Extracted information:
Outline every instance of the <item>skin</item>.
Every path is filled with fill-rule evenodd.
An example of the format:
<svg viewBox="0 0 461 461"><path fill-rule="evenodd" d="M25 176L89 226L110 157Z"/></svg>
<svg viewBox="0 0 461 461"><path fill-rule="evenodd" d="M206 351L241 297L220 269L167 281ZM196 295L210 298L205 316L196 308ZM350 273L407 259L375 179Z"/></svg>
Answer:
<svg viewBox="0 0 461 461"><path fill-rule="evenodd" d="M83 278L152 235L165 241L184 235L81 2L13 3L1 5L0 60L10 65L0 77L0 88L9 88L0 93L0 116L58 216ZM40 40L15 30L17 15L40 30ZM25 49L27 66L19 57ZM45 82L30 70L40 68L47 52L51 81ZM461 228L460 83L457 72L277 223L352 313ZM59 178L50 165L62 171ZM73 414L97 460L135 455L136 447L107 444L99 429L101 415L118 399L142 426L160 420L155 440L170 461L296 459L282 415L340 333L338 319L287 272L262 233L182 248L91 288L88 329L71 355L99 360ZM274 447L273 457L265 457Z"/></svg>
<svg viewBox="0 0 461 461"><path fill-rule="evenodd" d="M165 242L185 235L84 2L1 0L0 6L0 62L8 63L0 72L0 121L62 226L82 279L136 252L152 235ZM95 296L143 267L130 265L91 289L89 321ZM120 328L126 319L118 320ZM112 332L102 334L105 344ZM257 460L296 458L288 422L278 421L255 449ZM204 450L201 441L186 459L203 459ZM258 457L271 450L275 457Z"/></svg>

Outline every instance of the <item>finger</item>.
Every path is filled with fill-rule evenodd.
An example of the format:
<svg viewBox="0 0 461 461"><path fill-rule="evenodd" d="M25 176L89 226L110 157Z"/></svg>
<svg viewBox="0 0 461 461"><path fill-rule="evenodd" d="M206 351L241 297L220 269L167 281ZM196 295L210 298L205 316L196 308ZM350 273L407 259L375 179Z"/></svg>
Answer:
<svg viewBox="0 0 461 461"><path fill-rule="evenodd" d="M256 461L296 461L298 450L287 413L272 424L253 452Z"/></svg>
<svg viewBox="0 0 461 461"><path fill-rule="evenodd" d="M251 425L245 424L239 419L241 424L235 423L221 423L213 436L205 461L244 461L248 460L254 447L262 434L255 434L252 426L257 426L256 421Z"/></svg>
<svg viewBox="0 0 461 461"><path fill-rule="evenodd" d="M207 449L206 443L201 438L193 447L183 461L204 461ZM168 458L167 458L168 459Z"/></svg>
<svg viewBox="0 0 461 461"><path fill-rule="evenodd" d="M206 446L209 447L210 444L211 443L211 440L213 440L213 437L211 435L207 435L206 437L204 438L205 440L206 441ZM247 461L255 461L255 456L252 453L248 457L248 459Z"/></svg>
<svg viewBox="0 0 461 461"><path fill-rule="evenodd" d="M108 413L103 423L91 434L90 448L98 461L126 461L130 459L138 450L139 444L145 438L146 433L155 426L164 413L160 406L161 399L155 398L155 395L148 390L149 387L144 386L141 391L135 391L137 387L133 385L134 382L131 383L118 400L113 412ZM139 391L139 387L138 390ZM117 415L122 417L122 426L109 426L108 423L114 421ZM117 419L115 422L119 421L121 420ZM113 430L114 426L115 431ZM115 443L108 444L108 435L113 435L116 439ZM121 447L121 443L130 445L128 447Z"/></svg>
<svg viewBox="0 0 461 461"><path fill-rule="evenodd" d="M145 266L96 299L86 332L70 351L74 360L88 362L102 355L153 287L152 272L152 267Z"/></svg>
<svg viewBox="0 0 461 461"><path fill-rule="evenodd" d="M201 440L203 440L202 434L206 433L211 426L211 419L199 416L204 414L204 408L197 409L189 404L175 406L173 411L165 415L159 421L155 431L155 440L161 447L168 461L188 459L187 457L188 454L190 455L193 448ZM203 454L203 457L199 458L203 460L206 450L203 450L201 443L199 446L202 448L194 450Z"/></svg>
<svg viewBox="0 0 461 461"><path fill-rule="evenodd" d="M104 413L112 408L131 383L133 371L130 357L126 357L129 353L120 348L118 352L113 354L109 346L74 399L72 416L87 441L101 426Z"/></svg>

Exercise:
Copy each line of the items above without any change, from the first line to the last.

Answer to this task:
Outline every instance of the <item>skin</item>.
Every path is filled with fill-rule evenodd.
An example of the format:
<svg viewBox="0 0 461 461"><path fill-rule="evenodd" d="M25 176L89 226L110 157Z"/></svg>
<svg viewBox="0 0 461 461"><path fill-rule="evenodd" d="M206 351L241 297L220 269L167 281ZM196 295L210 298L205 316L196 308ZM350 273L407 259L375 179Z"/></svg>
Answer:
<svg viewBox="0 0 461 461"><path fill-rule="evenodd" d="M83 278L152 235L165 241L184 235L81 2L13 3L1 5L0 60L10 65L0 77L0 88L9 88L0 93L0 116L58 216ZM40 40L15 30L17 15L40 30ZM25 49L27 66L19 57ZM45 82L30 70L40 68L47 52L51 81ZM461 228L460 83L457 72L277 223L352 313ZM59 178L50 165L62 171ZM73 414L97 460L135 455L136 447L107 444L99 429L101 415L118 399L142 426L160 420L155 440L170 461L296 459L282 415L340 333L338 319L287 272L262 233L182 248L91 288L88 329L71 355L99 360ZM274 447L273 457L265 457Z"/></svg>
<svg viewBox="0 0 461 461"><path fill-rule="evenodd" d="M165 242L185 235L84 2L1 0L0 6L0 62L8 63L0 72L0 121L62 226L82 279L136 252L152 235ZM95 296L143 267L130 265L91 289L89 321ZM120 328L126 319L118 320ZM112 332L102 334L105 344ZM257 460L296 458L288 422L278 421L255 449ZM204 450L201 441L186 459L203 459ZM258 457L271 450L275 457Z"/></svg>

Outline every instance of the <item>finger</item>.
Every path is filled with fill-rule evenodd.
An example of the format:
<svg viewBox="0 0 461 461"><path fill-rule="evenodd" d="M25 176L89 226L110 157Z"/></svg>
<svg viewBox="0 0 461 461"><path fill-rule="evenodd" d="M206 351L241 297L220 269L167 281ZM196 295L210 298L205 316L196 308ZM350 273L407 259L375 179Z"/></svg>
Answer:
<svg viewBox="0 0 461 461"><path fill-rule="evenodd" d="M256 461L296 461L298 450L287 413L272 424L253 452Z"/></svg>
<svg viewBox="0 0 461 461"><path fill-rule="evenodd" d="M251 425L245 424L239 419L241 424L235 423L221 423L213 436L205 461L244 461L248 460L254 447L262 434L255 434L252 426L257 426L256 421Z"/></svg>
<svg viewBox="0 0 461 461"><path fill-rule="evenodd" d="M207 449L206 443L201 438L193 447L183 461L204 461ZM168 458L167 458L168 459Z"/></svg>
<svg viewBox="0 0 461 461"><path fill-rule="evenodd" d="M206 446L209 447L210 444L211 443L211 440L213 440L213 437L211 435L207 435L206 437L204 438L205 440L206 441ZM247 461L255 461L255 456L252 453L248 457L248 459Z"/></svg>
<svg viewBox="0 0 461 461"><path fill-rule="evenodd" d="M108 413L103 423L91 434L90 448L98 461L126 461L130 459L138 450L139 444L145 438L146 433L155 426L164 413L160 406L161 399L155 398L155 395L148 390L149 387L144 386L141 391L135 391L137 387L133 385L134 382L131 383L118 400L113 412ZM139 391L139 387L138 390ZM117 415L122 417L122 426L109 426L108 423L114 421ZM117 419L115 422L119 421L121 420ZM113 430L114 426L115 431ZM115 443L108 444L108 435L113 435L116 439ZM121 447L121 443L130 445L128 447Z"/></svg>
<svg viewBox="0 0 461 461"><path fill-rule="evenodd" d="M145 266L96 299L86 332L70 351L74 360L88 362L102 355L153 287L152 272L152 267Z"/></svg>
<svg viewBox="0 0 461 461"><path fill-rule="evenodd" d="M201 440L203 440L202 434L206 433L211 426L211 419L199 416L204 414L204 408L197 409L189 404L175 406L173 411L165 415L159 421L155 431L155 440L161 447L168 461L188 459L187 457L188 454L190 455L193 448ZM203 454L203 457L199 458L203 460L206 450L203 450L201 443L199 446L202 448L194 450Z"/></svg>
<svg viewBox="0 0 461 461"><path fill-rule="evenodd" d="M104 413L112 408L131 383L133 371L130 357L126 357L129 353L120 348L118 352L113 354L109 346L74 399L72 416L87 441L101 426Z"/></svg>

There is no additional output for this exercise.